>>>

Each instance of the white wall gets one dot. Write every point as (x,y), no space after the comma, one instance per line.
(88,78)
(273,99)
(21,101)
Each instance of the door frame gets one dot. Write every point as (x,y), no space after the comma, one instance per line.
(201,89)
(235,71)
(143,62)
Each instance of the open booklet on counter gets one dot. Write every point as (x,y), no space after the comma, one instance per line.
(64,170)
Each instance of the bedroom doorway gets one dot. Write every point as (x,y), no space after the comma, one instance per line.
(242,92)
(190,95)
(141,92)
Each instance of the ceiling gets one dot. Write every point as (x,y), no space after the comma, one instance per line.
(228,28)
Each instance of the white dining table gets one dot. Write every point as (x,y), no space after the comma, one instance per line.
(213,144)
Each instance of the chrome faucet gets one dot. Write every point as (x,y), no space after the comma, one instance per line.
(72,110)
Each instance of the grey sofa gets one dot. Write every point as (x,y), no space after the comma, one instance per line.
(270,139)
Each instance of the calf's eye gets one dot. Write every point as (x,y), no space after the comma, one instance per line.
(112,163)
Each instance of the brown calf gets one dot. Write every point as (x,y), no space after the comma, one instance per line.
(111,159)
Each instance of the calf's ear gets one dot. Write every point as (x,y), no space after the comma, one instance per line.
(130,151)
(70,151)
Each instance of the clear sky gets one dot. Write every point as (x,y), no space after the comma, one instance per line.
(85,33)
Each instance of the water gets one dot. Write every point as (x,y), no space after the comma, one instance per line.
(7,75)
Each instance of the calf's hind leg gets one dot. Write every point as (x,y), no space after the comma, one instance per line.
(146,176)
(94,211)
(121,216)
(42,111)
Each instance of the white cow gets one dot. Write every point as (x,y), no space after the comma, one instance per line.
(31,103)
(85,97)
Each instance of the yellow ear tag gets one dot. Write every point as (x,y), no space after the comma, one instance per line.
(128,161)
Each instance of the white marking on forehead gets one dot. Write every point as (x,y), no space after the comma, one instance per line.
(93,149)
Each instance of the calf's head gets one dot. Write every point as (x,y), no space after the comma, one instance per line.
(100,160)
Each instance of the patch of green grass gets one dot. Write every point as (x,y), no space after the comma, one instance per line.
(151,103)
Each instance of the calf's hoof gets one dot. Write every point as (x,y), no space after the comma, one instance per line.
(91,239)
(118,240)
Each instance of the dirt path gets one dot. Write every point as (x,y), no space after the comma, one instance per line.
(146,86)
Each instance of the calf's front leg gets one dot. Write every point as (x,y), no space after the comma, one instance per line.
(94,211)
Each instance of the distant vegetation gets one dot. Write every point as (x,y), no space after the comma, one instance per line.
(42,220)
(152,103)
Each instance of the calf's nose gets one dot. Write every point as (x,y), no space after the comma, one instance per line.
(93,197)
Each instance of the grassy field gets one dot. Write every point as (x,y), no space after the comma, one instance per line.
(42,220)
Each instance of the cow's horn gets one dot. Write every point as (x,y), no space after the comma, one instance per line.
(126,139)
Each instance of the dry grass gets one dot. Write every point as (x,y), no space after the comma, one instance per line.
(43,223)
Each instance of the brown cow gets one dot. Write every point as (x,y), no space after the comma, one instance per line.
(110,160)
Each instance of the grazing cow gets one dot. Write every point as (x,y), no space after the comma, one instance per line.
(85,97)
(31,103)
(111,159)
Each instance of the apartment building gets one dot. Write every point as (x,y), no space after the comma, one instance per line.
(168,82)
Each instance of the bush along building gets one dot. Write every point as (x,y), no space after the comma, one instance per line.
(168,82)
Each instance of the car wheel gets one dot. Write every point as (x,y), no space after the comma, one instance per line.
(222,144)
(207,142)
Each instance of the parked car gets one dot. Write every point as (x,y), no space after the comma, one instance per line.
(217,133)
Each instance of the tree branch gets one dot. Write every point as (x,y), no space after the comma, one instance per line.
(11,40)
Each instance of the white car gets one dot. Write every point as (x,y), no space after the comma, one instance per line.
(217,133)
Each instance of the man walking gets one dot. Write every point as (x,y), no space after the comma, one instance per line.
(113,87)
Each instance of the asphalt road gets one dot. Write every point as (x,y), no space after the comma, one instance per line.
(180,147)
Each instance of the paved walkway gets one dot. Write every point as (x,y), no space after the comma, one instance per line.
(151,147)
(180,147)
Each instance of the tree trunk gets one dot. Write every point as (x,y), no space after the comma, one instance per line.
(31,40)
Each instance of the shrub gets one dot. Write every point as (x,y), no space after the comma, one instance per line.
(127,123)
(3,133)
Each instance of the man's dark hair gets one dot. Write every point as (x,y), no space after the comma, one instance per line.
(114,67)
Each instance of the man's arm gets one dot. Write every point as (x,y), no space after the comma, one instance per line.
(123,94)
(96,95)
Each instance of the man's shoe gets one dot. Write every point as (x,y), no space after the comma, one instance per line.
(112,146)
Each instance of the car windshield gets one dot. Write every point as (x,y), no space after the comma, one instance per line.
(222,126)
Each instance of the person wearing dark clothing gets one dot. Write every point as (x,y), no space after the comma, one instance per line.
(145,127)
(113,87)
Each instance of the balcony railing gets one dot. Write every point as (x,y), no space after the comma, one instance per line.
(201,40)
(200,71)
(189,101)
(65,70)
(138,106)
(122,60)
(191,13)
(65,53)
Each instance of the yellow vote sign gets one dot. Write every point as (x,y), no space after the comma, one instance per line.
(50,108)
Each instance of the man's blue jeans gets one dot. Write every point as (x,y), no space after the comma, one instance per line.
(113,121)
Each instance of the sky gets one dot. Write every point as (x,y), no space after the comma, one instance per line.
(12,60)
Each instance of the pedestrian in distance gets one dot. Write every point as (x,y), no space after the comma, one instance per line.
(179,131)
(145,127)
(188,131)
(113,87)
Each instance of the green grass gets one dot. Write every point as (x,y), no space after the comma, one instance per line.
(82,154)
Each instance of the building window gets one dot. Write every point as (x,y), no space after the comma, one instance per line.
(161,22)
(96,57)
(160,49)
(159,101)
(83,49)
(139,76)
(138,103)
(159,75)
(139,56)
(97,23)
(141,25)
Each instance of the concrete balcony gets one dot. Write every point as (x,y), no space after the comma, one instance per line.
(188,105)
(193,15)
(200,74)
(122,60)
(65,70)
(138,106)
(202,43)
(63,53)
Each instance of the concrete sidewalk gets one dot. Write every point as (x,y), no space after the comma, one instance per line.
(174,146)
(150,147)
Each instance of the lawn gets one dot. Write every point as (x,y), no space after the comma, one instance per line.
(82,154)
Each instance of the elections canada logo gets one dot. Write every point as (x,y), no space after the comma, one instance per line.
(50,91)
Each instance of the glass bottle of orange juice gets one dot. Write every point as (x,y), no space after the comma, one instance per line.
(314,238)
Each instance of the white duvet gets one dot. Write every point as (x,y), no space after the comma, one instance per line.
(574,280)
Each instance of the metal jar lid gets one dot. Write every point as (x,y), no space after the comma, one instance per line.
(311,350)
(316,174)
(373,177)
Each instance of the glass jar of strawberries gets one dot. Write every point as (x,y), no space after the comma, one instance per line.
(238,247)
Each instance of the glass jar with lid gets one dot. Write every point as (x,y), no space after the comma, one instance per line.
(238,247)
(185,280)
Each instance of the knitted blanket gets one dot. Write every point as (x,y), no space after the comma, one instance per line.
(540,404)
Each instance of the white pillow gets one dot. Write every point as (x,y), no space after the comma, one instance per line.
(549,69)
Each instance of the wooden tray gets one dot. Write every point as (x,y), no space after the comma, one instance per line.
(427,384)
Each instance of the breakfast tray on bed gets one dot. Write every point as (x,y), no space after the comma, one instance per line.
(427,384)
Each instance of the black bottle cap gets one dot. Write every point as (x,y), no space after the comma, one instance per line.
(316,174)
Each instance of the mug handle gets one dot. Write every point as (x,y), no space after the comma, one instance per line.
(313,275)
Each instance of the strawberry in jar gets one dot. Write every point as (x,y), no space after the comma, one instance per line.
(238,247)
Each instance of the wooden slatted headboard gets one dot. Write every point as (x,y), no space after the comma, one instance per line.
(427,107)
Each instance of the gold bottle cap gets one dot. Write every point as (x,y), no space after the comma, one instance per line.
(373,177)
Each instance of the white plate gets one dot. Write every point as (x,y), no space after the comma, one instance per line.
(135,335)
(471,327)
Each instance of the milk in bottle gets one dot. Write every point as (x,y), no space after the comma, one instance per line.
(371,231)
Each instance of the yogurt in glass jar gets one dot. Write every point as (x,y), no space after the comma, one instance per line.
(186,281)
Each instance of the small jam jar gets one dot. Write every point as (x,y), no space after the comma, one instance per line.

<<<
>>>

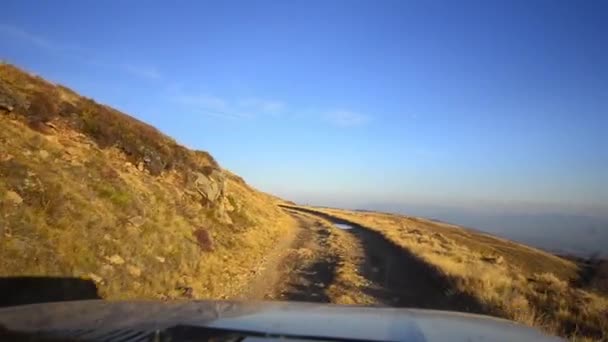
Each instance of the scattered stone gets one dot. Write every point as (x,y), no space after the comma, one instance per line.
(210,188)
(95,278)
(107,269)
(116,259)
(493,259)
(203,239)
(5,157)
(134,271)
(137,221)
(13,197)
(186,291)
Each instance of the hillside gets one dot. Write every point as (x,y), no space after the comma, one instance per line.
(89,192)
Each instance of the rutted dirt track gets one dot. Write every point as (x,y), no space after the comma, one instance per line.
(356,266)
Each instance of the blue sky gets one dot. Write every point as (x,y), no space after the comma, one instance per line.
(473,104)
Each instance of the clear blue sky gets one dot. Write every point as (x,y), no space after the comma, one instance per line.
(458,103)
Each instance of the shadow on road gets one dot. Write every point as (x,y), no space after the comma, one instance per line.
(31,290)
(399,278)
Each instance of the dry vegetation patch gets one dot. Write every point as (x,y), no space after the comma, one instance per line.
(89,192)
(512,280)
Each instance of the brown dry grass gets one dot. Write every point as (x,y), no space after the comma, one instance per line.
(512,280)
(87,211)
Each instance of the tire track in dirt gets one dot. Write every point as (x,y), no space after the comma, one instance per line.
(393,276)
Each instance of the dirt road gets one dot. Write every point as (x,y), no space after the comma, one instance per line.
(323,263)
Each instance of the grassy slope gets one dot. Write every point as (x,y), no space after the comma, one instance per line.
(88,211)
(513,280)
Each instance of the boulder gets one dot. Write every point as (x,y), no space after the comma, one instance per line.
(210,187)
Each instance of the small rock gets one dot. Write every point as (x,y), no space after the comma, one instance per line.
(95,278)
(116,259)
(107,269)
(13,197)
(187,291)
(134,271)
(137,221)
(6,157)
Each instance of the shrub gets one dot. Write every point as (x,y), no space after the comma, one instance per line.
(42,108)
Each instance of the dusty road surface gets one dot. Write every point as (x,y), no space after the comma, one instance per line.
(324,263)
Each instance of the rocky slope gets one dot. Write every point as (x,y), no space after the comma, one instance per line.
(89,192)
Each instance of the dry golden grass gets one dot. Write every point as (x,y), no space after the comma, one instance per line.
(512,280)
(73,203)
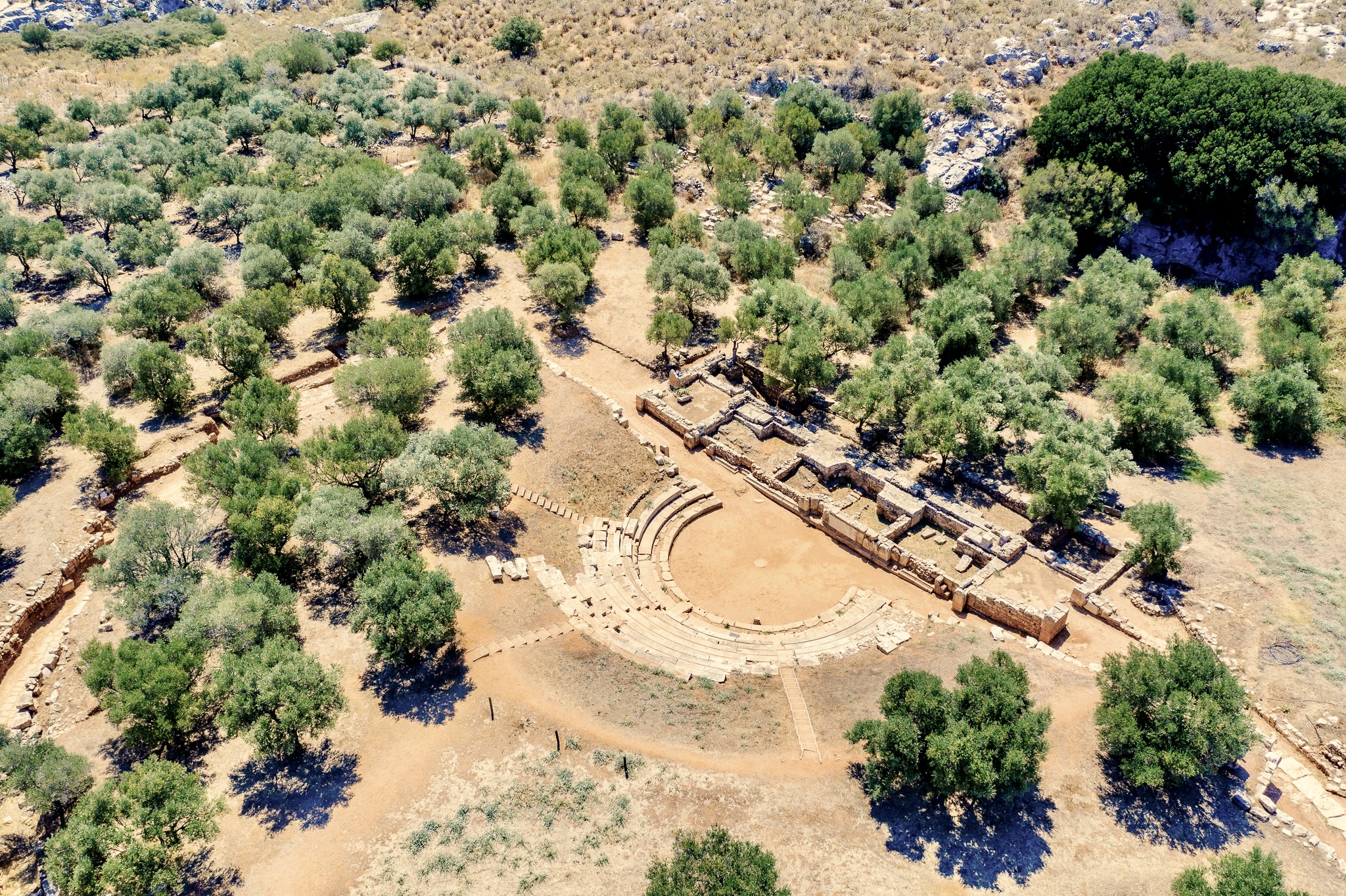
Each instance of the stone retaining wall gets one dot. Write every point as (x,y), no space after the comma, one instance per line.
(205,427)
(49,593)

<<<

◆ **Problem to work on**
For the material above, reproduce exactly the lines from the line with "Each instance of the black" to the line with "Each instance of the small jam", inclusive, and exclude all others.

◆ **Written answer**
Each instance of the black bottle cap gets one dot. Write every point as (x,y), no space after the comma, one instance per line.
(316,174)
Each instance of the mug handle gets one dot. Write every point as (x,y), no space after the comma, one instance per line.
(313,275)
Each instance of the strawberry in jar gets one dot. Write every point as (x,y), no space after the comma, one instance per line.
(238,247)
Each instance of the wooden slatted headboard gets one dot. Write every point as (x,y), no space after the comma, one instance per line.
(427,107)
Each instance of the gold bottle cap gets one dot. Write every point as (x,y), no space after the comma, one instance per line.
(373,177)
Each instance of the white plate gets one dot. Write every point as (x,y), no space after the comma, one instance per line.
(135,335)
(471,327)
Each instance of the milk in bottle gets one dot. Write every point as (x,y), no space after the comma, one instance per line.
(371,231)
Each instance of the yogurt in glass jar gets one dot. Write every point as (x,y), no space after the comma, one instance per line.
(186,281)
Each instance of the small jam jar gets one dot. Write every point as (x,y), no space after the comma, one instance per line.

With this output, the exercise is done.